→ **Source passage**:
=== Begin Enclosure ===
Newtown Police Chief Michael Kehoe and Judy Blanchard, MS, CPP, district health coordinator for Newtown Public Schools, who served as co-chairs of NPC, both expressed great concern in calls to The Newtown Bee on February 26.

Both referred to local news reports including a Hartford Courant story that targeted the drug as the likely cause of not only the death of the young student in East Windsor, but is suspected in the deaths of three other residents and in nearly killing five others who overdosed on the mixture.

Chief Kehoe said that the fentanyl-laced heroin has been responsible for a “staggering number of deaths in Connecticut — about one a day” in recent months.

“That’s why Newtown puts so much effort towards prevention,” Chief Kehoe said. “There are so many inherent dangers with this type of drug use because you don’t ever really know what you’re getting.”

Ms Blanchard echoed that comment, adding that the NPC and its supporters have been driving a strong message about the importance of monitoring and limiting prescription drugs, because they are most often found to be a precursor to heroin use.

“This has been a three-year NPC commitment and will continue to be,” Ms Blanchard said in an e-mail response for comment. “This may not have been an issue for this heartbreaking 14-year-old case, but it is for many.”

The Courant article indicated that police have isolated at least one version of the laced drug that is labeled “New World.” Connecticut State Police spokesman Lieutenant J. Paul Vance said that troopers across the state have been asked to warn those they suspect of using heroin about the potentially deadly concoction.
=== End Enclosure ===
→ **Data listing**:
=== Begin Enclosure ===
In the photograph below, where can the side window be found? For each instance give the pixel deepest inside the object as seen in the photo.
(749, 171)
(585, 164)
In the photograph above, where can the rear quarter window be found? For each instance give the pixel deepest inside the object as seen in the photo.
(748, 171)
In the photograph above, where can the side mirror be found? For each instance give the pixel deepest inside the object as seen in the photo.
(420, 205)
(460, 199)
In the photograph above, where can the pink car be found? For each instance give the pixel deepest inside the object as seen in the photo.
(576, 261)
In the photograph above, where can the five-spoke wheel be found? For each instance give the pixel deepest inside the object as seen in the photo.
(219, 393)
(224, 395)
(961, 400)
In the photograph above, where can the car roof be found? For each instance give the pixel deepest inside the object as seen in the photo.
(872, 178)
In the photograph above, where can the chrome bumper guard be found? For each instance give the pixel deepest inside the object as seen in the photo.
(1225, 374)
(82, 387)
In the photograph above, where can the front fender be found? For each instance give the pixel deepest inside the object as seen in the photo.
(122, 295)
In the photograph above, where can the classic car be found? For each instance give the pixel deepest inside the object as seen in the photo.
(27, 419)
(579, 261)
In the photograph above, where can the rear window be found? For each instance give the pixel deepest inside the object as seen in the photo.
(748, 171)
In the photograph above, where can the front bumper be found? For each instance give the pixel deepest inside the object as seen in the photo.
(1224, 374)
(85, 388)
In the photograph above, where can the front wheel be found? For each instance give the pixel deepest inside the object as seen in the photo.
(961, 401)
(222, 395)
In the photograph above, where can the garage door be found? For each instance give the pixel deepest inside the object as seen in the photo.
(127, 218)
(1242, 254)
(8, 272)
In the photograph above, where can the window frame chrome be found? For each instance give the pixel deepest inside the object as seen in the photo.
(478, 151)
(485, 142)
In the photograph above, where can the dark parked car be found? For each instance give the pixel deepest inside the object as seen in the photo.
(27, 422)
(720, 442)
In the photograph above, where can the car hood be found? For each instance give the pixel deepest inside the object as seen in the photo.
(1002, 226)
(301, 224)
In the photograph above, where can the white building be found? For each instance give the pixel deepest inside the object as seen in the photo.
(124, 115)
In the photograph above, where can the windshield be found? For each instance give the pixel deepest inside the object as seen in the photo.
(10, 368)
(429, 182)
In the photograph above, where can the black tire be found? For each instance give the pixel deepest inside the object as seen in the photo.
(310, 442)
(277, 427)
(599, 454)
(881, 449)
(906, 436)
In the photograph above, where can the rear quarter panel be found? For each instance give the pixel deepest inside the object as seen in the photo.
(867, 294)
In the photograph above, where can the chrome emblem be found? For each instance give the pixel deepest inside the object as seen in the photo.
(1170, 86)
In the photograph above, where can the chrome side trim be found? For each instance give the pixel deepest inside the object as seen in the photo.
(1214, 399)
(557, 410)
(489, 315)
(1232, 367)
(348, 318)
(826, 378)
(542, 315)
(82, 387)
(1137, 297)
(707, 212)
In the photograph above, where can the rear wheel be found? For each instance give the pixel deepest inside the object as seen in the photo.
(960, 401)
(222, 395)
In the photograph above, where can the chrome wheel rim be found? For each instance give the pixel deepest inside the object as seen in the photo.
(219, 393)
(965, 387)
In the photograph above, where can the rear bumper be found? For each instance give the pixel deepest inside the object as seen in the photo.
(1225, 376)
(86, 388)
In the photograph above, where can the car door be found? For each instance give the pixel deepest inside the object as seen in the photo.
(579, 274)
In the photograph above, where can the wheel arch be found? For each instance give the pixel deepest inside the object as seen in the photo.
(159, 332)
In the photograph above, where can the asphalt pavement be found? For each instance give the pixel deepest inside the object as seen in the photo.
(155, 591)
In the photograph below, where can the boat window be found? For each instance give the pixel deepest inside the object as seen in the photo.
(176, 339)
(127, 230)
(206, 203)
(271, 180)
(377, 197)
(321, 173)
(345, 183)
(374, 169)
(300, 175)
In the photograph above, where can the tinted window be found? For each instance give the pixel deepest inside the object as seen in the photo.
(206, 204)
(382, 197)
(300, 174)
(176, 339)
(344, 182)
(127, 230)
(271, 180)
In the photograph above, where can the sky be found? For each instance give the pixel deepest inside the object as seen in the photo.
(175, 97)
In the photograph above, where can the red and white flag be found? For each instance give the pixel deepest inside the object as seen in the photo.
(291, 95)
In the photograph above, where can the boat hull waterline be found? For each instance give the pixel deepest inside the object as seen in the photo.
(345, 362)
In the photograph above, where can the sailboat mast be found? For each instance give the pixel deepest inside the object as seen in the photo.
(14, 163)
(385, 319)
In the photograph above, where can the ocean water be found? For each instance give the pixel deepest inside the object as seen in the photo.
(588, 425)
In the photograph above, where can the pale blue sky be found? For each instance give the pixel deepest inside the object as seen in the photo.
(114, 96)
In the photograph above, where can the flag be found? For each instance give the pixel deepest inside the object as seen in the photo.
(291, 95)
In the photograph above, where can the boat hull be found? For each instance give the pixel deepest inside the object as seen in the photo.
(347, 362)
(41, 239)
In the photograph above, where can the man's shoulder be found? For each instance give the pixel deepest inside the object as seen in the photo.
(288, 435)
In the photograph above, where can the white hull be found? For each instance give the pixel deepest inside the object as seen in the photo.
=== End Enclosure ===
→ **Required work**:
1/ Answer these from the article on fentanyl-laced heroin:
(a) On what date did the co-chairs of NPC call The Newtown Bee?
(b) How often, according to Chief Kehoe, has the drug caused deaths in Connecticut in recent months?
(c) What label is on the version of the laced drug that police isolated?
2/ Name every person identified by name in the article on fentanyl-laced heroin.
3/ Carry on the article on fentanyl-laced heroin, starting after its final sentence.

→ **Numbered responses**:
1/
(a) February 26.
(b) About one a day.
(c) "New World."

2/ Michael Kehoe, Judy Blanchard, J. Paul Vance

3/
Some heroin was also being cut with clenbuterol, a veterinary drug made for horses and not approved for human use, according to reports from the state’s poison control last fall. In early January, a 34-year-old male from Torrington also died from a combination of heroin and alprazolam, the latter of which is marketed as Xanax.

According to the Partnership at Drugfree.org, heroin laced with the synthetic opiate fentanyl is suspected in dozens of recent fatal overdoses in other states, a sentiment shared by law enforcement officials. Fentanyl is often used during surgery, and drug dealers add it to heroin to create a stronger high.

People who use the drug combination “don’t know that fentanyl is in it and shoot it up and stop breathing, because they were unaware of the added punch in the narcotic,” said Ray Isackila, counselor and team leader of addiction treatment at University Hospitals Case Medical Center in Cleveland.

He noted in a post on the drugfree.org website that fentanyl is 50 to 100 times more potent than heroin, and affects the central nervous system and brain.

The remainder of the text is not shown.